• **Vorgegebener Text**:
Datenschutz im Betrieb

Die Hälfte der deutschen Unternehmen empfindet die DSGVO als Innovationskiller

Wenn der Bundesverband Informationswirtschaft, Telekommunikation und neue Medien – kurz Bitkom – die Ergebnisse seiner Umfragen veröffentlicht, ist bei Datenschützern Aufhorchen angesagt.

Denn der einflussreiche Branchenverband lässt keinen Brennpunkt aus und kann mit Zahlen aufwarten. Die neusten sehen so aus: Jede zweite befragte Firma gibt an, bei der Markteinführung innovativer Produkte an der DSGVO zu scheitern.

Nicht einmal zwei Drittel setzen die DSGVO um

Bitkom hatte mehr als 500 Unternehmen zum Umgang mit den noch verhältnismäßig neuen Datenschutzregeln befragt. Da wirkt es schon ernüchternd, wenn auch über zwei Jahre nach Inkrafttreten der Datenschutzgrundverordnung nur 57 Prozent der befragten Firmen die Datenschutzregeln auch tatsächlich anwenden. Gerade einmal 20 Prozent haben die DSGVO im eigenen Betrieb voll umgesetzt. Eine Bitkom-Sprecherin zieht daraus den Schluss, dass die Einführung der DSGVO nicht wie ein „Pflichtenheft“ abgearbeitet werden könne und diese Aufgabe für viele Unternehmen durch Unklarheiten und Zusätze wie ein „Fass ohne Boden“ wirke. Ulrich Kelber, der Bundesdatenschutzbeauftragte, sieht dagegen diese knapp zwei Drittel als positiven Wert. Immerhin würden sich jetzt Unternehmen und Bürger mehr und ernsthafter mit dem Datenschutz beschäftigen. So kann man einen faktischen Misserfolg schönreden. Schließlich war die DSGVO 2018 als verbindliches Regelwerk und nicht etwa als gesellschaftliche Diskussionsgrundlage eingeführt worden.

DSGVO mit fataler Bremswirkung

Das ist aber noch nicht alles: 89 Prozent der Befragten teilten Bitkom mit, dass in ihren Unternehmen aus praktischen Gründen die Anforderungen der DSGVO nicht im vollen Umfang realisiert werden könnten. 56 Prozent sind der Auffassung, das europäische Regelwerk verhindere Innovationen. Nach zwei Jahren Erfahrung mit dem neuen Datenschutz darf man davon ausgehen, dass hier berechtigte Zweifel auf der Basis von Erkenntnissen vorliegen und weniger bloße Befürchtungen, die früher in ähnlichen Umfragen zu gleichen Ergebnissen geführt hatten.

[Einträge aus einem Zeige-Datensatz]
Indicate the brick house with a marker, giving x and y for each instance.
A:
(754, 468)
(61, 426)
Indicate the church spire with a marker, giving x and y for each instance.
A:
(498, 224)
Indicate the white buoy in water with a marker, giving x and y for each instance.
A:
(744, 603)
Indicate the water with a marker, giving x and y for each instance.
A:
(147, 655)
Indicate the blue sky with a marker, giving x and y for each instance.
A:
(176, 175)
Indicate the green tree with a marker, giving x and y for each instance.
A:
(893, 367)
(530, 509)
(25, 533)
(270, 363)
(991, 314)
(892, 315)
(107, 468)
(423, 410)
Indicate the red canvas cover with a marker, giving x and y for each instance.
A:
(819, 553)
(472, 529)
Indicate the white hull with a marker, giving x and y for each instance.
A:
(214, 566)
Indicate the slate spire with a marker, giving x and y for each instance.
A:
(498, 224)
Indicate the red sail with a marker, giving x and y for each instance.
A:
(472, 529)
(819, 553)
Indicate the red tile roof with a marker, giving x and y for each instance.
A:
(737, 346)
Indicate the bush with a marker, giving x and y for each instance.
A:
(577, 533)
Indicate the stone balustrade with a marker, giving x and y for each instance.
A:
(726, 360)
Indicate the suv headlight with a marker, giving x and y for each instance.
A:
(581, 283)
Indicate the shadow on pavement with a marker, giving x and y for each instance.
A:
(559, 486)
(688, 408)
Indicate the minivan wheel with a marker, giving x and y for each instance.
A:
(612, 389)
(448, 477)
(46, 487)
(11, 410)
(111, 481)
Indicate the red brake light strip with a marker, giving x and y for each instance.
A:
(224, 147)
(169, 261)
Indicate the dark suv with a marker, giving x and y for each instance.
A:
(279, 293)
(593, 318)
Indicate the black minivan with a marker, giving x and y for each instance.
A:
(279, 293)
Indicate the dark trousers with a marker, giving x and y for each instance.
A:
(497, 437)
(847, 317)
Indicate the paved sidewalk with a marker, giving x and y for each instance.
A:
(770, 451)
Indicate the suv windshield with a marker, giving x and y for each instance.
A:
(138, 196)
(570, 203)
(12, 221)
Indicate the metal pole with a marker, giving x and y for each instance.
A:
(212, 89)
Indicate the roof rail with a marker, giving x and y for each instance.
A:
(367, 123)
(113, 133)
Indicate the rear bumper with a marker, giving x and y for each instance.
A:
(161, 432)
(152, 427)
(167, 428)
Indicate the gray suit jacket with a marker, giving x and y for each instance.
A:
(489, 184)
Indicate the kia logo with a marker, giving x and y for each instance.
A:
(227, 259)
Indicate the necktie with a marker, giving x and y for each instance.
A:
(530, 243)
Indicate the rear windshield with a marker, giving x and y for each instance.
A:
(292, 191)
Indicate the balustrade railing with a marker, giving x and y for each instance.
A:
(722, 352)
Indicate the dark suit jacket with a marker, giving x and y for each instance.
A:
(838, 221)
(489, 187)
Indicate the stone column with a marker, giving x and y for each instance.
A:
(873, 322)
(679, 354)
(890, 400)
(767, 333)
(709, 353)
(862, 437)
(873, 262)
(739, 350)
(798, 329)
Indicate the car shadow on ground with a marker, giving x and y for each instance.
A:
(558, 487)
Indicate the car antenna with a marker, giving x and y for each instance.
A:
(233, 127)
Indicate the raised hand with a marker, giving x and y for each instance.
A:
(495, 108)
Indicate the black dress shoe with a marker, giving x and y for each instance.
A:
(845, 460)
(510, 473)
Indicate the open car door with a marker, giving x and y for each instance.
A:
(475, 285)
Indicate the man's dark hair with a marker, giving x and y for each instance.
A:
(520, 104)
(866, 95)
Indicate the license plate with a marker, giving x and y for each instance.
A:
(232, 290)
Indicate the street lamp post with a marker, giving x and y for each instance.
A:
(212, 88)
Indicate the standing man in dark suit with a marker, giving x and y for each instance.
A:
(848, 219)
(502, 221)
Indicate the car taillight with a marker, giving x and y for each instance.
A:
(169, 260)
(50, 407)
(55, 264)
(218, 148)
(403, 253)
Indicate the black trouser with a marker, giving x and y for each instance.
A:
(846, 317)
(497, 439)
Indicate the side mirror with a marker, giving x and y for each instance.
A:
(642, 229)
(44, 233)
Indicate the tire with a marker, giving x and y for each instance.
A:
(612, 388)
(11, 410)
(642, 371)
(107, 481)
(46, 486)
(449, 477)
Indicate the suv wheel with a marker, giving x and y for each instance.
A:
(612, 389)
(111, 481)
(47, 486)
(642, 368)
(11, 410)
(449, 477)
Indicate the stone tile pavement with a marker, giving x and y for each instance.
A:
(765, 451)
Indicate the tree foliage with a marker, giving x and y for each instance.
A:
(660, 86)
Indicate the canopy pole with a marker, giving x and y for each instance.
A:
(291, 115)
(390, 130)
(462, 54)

--

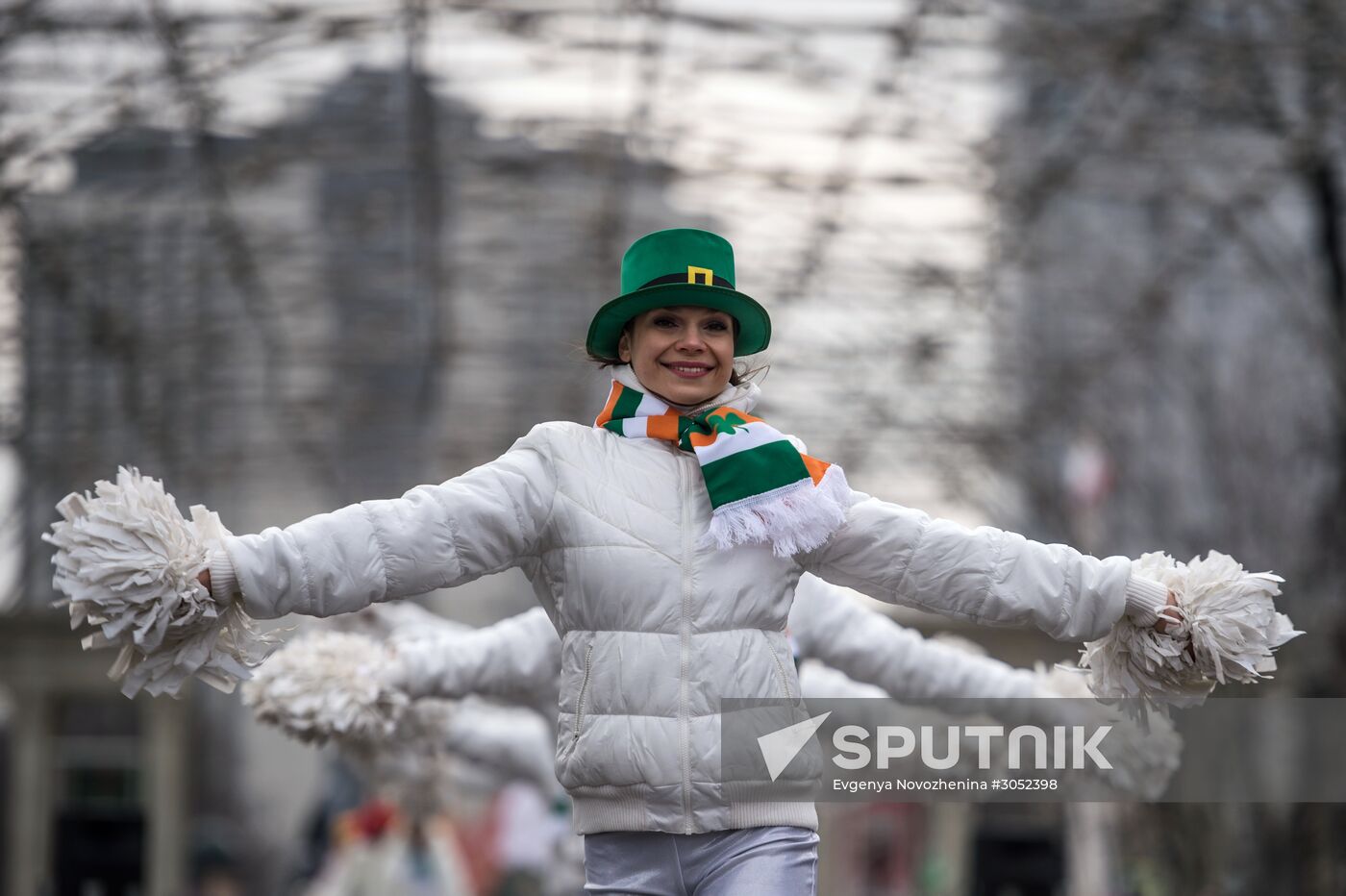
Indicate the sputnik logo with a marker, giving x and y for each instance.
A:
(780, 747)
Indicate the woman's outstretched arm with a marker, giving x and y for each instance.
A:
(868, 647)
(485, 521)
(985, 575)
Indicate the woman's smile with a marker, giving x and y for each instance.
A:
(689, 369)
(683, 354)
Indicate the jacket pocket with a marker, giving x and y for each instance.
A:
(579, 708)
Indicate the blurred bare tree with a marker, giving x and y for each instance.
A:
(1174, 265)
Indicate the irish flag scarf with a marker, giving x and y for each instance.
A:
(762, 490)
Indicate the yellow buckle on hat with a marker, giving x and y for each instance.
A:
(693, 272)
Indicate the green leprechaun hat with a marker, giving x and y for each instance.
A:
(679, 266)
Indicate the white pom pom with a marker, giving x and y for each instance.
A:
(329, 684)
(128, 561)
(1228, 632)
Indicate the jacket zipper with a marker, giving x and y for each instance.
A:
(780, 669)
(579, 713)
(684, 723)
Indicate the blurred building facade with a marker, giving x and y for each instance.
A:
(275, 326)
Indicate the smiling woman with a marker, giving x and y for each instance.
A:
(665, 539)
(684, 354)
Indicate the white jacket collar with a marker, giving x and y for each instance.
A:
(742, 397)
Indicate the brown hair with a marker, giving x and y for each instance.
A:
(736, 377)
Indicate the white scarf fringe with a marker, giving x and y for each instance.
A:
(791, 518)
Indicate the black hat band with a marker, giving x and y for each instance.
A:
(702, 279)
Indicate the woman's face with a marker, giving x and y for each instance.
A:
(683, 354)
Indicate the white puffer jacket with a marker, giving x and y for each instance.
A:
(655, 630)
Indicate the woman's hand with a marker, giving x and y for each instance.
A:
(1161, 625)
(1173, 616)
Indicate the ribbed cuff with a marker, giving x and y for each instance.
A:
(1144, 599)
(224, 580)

• **Zu erledigende Aufgaben**:
**1)** Wie viel Prozent der von Bitkom befragten Firmen haben die DSGVO laut dem Text zum Datenschutz im Betrieb im eigenen Betrieb voll umgesetzt?
**2)** Übernimm aus den Zeilen wortgetreu den Abschnitt von der Zeile mit „Indicate the yellow“ bis einschließlich der Zeile mit „(1173, 616)“.

• **Antworten**:
**1)** Gerade einmal 20 Prozent der befragten Firmen haben die DSGVO voll umgesetzt.

**2)**
Indicate the yellow buckle on hat with a marker, giving x and y for each instance.
A:
(693, 272)
Indicate the green leprechaun hat with a marker, giving x and y for each instance.
A:
(679, 266)
Indicate the white pom pom with a marker, giving x and y for each instance.
A:
(329, 684)
(128, 561)
(1228, 632)
Indicate the jacket zipper with a marker, giving x and y for each instance.
A:
(780, 669)
(579, 713)
(684, 723)
Indicate the blurred building facade with a marker, giving x and y for each instance.
A:
(275, 326)
Indicate the smiling woman with a marker, giving x and y for each instance.
A:
(665, 539)
(684, 354)
Indicate the white jacket collar with a marker, giving x and y for each instance.
A:
(742, 397)
Indicate the brown hair with a marker, giving x and y for each instance.
A:
(736, 377)
Indicate the white scarf fringe with a marker, giving x and y for each instance.
A:
(791, 518)
Indicate the black hat band with a marker, giving x and y for each instance.
A:
(702, 279)
Indicate the woman's face with a marker, giving x and y for each instance.
A:
(683, 354)
Indicate the white puffer jacket with a marker, giving x and y for each instance.
A:
(655, 630)
Indicate the woman's hand with a marker, giving x and y for each instance.
A:
(1161, 625)
(1173, 616)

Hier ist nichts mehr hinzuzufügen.